Concurrent use may result in decreased effectiveness of sucralfate. Clinical Management: Calcium-containing products should not be taken 30 minutes before or after sucralfate administration.
Concomitant sulfasalazine and calcium gluconate therapy has been reported to result in delayed absorption of sulfasalazine.
Active treatment is required when serum calcium levels reach 12 mg/dL, and intensive treatment is necessary for levels greater than 15 mg/dL (AMA 1980).
Mode of Administration
Capsule, liquid, tablet
The National Institute of Medicine recommends the following Adequate Intakes (AIs) for males and females: 0 to 6 months — 210 mg/day; 7 to 12 months — 270 mg/day; 1 to 3 years — 500 mg/day; 4 to 8 years — 800 mg/day; 9 to 18 years — 1,300 mg/day; 19 to 50 years — 1,000 mg/day; 51+ years — 1,200 mg/day. The same AIs apply to pregnant or lactating women.
- Colorectal cancer prevention: 1,200 to 2,000 mg/d (Hofstad et al 1998; Duris et al 1996; Lipkin & Newmark 1993; Zimmerman 1993).
- Crigler-Najjar Syndrome: 4,000 mg/d (Van der Veere et al 1997).
- Dysmenorrhea: 1,000 to 1,300 mg/d (Penland et al 1993; Thys-Jacobs et al 1989).
- Hypercholesterolemia: 250 to 400 mg/d with meals (Denke et al 1993; Bell et al 1992; Karanja et al 1994).

Information:
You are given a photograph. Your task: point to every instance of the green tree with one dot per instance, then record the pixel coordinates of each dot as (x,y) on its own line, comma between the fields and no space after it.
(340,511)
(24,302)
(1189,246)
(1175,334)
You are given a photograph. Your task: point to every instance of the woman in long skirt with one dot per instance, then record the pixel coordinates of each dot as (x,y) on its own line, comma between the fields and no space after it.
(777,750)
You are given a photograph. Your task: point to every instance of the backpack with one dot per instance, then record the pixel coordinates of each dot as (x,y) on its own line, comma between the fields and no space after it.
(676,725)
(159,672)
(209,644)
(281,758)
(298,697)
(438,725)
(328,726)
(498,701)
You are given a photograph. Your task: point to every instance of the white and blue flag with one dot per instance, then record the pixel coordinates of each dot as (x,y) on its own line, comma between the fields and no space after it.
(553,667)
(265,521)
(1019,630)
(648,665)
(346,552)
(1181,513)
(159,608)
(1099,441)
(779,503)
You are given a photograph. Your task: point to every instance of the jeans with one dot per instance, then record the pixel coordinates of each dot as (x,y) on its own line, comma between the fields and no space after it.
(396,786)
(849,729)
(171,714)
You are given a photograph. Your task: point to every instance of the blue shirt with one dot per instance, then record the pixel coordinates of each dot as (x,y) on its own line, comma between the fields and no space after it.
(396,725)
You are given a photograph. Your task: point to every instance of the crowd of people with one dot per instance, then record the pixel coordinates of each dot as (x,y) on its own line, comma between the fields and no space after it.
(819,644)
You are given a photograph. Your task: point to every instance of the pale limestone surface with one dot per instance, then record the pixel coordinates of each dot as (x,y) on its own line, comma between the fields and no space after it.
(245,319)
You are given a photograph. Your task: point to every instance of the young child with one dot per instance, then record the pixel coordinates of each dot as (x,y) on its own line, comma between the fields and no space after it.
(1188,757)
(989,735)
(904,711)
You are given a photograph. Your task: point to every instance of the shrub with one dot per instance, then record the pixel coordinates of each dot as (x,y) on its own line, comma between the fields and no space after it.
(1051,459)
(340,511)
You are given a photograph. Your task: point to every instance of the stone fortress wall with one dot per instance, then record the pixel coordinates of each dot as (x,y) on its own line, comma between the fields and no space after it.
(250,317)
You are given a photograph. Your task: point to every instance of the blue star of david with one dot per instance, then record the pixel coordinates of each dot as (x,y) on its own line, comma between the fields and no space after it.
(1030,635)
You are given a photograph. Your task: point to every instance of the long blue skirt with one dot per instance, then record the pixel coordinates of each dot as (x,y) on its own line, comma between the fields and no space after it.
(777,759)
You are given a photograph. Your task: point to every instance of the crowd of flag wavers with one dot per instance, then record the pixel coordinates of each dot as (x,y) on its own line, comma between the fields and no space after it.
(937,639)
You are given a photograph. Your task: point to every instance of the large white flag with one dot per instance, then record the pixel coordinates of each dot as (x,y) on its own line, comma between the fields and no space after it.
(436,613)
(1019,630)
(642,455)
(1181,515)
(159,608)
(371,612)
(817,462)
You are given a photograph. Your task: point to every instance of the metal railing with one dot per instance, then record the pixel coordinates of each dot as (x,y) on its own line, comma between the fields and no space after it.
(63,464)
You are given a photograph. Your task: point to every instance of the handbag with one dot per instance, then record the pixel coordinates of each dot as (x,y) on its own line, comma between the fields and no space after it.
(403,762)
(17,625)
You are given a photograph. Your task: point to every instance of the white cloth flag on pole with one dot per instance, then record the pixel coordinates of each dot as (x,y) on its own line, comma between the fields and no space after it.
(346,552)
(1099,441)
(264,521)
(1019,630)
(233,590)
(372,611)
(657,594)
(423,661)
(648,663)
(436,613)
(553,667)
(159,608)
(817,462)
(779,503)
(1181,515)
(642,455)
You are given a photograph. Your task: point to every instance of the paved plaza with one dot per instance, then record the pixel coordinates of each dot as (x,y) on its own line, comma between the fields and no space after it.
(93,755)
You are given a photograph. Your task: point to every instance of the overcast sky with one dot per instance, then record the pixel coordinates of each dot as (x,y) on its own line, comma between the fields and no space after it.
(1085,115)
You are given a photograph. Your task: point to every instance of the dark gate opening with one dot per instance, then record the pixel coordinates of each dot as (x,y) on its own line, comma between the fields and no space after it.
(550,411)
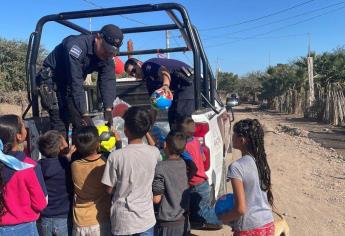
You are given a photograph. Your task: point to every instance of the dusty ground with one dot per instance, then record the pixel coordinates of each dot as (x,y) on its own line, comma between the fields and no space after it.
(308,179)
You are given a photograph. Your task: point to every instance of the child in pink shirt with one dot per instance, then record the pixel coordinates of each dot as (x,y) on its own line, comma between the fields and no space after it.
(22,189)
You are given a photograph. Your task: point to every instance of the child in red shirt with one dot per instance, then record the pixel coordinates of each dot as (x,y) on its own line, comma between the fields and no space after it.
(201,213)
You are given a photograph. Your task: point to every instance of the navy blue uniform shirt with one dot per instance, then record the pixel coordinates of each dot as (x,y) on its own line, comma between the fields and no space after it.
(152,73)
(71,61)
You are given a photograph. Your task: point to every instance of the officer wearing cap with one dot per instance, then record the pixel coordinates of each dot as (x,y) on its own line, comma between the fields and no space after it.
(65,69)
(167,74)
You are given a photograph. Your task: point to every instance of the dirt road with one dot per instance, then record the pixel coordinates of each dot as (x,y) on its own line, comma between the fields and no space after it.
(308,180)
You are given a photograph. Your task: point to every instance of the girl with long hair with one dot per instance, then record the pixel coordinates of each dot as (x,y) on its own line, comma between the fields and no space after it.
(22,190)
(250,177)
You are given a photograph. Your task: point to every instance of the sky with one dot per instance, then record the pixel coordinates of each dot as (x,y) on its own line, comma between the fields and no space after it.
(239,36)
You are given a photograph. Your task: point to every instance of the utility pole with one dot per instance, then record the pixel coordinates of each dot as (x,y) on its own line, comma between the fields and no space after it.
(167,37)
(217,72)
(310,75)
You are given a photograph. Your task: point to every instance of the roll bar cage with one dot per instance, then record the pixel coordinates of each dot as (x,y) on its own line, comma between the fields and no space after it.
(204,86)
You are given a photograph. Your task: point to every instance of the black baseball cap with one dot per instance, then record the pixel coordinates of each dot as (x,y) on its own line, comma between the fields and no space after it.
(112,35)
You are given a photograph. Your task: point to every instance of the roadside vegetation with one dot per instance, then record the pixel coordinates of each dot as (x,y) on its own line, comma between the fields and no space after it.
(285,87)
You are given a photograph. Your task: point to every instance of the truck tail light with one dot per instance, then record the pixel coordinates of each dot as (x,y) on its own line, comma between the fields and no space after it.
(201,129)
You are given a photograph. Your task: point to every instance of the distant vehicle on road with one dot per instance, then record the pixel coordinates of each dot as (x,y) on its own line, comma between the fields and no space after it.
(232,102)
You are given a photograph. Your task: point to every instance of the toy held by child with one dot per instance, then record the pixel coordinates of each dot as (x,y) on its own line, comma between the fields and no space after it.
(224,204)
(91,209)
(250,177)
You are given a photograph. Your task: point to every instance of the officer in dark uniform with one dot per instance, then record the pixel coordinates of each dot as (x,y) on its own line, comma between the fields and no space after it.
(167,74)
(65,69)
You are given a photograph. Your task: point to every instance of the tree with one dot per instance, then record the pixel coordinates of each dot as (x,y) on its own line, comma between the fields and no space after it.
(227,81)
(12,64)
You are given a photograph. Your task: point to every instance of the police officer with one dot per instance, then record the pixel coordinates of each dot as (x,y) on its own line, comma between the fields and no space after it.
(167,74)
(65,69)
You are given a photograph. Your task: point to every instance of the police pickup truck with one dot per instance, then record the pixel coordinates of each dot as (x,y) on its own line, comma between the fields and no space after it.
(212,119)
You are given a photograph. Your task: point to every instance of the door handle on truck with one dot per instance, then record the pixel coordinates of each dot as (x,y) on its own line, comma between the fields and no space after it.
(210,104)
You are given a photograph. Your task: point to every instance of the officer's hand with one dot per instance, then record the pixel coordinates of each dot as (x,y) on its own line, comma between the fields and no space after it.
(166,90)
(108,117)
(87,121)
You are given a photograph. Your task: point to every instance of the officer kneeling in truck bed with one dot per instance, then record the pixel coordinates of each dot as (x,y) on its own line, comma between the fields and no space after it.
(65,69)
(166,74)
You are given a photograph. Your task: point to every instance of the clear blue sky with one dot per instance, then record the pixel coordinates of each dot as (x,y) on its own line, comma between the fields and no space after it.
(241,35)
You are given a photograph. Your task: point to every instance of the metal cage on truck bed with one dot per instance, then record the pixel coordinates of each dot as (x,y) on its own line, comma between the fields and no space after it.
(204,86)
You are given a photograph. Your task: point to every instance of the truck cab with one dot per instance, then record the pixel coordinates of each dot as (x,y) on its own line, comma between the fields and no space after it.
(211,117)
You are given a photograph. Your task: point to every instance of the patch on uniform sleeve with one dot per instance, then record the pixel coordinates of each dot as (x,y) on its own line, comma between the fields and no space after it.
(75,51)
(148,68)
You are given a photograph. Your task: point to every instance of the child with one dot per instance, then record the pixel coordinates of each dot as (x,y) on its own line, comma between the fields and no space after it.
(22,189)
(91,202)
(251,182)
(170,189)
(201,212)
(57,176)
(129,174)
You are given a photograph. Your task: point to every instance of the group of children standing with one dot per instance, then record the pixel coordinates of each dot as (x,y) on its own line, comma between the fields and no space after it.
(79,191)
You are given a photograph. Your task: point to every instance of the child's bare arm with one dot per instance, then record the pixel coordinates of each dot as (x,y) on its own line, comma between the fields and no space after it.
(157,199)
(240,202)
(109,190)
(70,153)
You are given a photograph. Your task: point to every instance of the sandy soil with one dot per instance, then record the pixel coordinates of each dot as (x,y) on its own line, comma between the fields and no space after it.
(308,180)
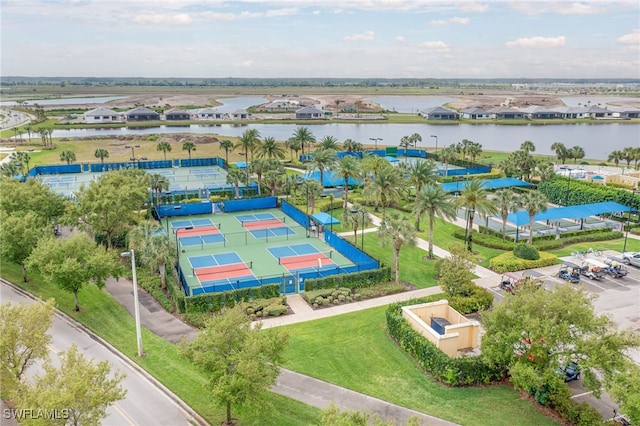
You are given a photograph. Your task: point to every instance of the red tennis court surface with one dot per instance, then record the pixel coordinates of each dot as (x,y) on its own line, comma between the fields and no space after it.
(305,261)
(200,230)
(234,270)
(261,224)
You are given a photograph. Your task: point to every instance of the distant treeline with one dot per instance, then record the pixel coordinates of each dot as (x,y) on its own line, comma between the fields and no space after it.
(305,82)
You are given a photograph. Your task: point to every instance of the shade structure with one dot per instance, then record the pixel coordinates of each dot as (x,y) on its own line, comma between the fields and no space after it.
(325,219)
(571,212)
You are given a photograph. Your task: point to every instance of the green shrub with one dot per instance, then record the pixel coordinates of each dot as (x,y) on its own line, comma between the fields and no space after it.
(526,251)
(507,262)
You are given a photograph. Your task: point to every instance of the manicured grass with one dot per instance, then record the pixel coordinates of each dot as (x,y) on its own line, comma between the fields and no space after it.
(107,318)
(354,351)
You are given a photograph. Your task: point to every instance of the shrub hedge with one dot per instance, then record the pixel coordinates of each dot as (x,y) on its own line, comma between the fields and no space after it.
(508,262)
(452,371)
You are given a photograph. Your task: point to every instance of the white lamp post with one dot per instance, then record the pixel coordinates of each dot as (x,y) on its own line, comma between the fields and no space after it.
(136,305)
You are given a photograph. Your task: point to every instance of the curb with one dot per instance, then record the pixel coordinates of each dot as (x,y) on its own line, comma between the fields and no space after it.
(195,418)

...

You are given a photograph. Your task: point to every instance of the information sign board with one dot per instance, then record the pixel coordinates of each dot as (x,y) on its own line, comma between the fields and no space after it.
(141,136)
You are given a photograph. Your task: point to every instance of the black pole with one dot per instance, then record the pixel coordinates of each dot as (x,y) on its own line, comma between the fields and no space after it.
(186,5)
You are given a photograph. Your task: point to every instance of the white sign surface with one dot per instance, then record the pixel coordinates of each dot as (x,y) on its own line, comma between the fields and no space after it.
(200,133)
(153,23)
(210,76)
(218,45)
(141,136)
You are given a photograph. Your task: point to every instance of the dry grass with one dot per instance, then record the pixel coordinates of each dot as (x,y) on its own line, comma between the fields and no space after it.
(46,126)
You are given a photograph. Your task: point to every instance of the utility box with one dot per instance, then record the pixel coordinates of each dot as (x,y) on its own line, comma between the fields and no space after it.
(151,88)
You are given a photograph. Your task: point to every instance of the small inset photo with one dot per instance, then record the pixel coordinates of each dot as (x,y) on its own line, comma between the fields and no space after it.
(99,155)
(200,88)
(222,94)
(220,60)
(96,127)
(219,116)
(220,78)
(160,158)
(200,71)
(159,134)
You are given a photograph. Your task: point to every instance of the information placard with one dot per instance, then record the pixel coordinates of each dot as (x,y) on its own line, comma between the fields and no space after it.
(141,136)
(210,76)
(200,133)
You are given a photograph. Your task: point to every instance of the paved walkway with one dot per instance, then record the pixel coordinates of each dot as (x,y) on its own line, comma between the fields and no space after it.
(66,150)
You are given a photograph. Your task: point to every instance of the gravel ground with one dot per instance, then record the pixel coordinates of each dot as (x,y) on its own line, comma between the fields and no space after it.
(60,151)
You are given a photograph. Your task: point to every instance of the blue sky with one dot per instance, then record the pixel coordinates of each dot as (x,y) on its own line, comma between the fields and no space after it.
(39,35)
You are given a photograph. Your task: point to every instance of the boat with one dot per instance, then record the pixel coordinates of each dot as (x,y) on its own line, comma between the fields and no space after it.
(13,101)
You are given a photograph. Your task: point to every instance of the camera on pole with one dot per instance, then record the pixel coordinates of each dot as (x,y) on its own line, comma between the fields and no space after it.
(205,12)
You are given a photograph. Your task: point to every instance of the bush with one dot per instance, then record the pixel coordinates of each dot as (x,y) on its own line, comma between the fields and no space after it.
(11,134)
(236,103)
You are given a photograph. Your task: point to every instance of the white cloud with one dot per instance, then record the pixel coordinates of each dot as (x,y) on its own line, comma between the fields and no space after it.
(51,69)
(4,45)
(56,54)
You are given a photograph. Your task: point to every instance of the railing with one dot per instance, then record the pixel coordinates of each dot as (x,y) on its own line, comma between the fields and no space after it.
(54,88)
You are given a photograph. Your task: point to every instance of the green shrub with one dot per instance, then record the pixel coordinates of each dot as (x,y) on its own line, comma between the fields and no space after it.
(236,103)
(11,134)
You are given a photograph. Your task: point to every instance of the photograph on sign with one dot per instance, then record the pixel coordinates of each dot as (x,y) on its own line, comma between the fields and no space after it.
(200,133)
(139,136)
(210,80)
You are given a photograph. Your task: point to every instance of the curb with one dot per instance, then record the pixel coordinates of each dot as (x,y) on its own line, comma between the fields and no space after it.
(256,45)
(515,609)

Using the information:
1. Write out, word for word, the stretch of the calcium text from "Concomitant sulfasalazine and" through "et al 1997).".
2. Extend the calcium text beyond its final line, carrying it on from the point where it ends.
The rows are drawn from a source separate from the calcium text.

Results:
1.
Concomitant sulfasalazine and calcium gluconate therapy has been reported to result in delayed absorption of sulfasalazine.
Active treatment is required when serum calcium levels reach 12 mg/dL, and intensive treatment is necessary for levels greater than 15 mg/dL (AMA 1980).
Mode of Administration
Capsule, liquid, tablet
The National Institute of Medicine recommends the following Adequate Intakes (AIs) for males and females: 0 to 6 months — 210 mg/day; 7 to 12 months — 270 mg/day; 1 to 3 years — 500 mg/day; 4 to 8 years — 800 mg/day; 9 to 18 years — 1,300 mg/day; 19 to 50 years — 1,000 mg/day; 51+ years — 1,200 mg/day. The same AIs apply to pregnant or lactating women.
- Colorectal cancer prevention: 1,200 to 2,000 mg/d (Hofstad et al 1998; Duris et al 1996; Lipkin & Newmark 1993; Zimmerman 1993).
- Crigler-Najjar Syndrome: 4,000 mg/d (Van der Veere et al 1997).

2.
- Hyperphosphatemia: 1,334 mg of calcium acetate with each meal initially. Most patients will require 2,001 to 2,668 mg with each meal. The dosage may be increased as necessary to obtain serum phosphate levels below 6 mg/dL as long as hypercalcemia does not occur (Product Info: PhosLo 1996); or alternatively, 1 to 17 grams of calcium carbonate daily in divided doses (Malberti et al 1988; Slatopolsky et al 1986).
- Hyperphosphatemia of renal failure and hemodialysis: 4,000 to 8,000 mg/d of calcium acetate (Product Info: PhosLo 1996) or 2,500 to 8,500 mg/d of calcium carbonate (Malberti et al 1988; Slatopolsky et al 1986).
- Hypertension, idiopathic: 1,000 to 2,000 mg/d (Bucher et al 1996; Takagi et al 1991; Lyle et al 1987; Tabuchi et al 1986).
- Hypertension, pregnancy-related: 1,000 to 2,000 mg/d (Bucher et al 1996).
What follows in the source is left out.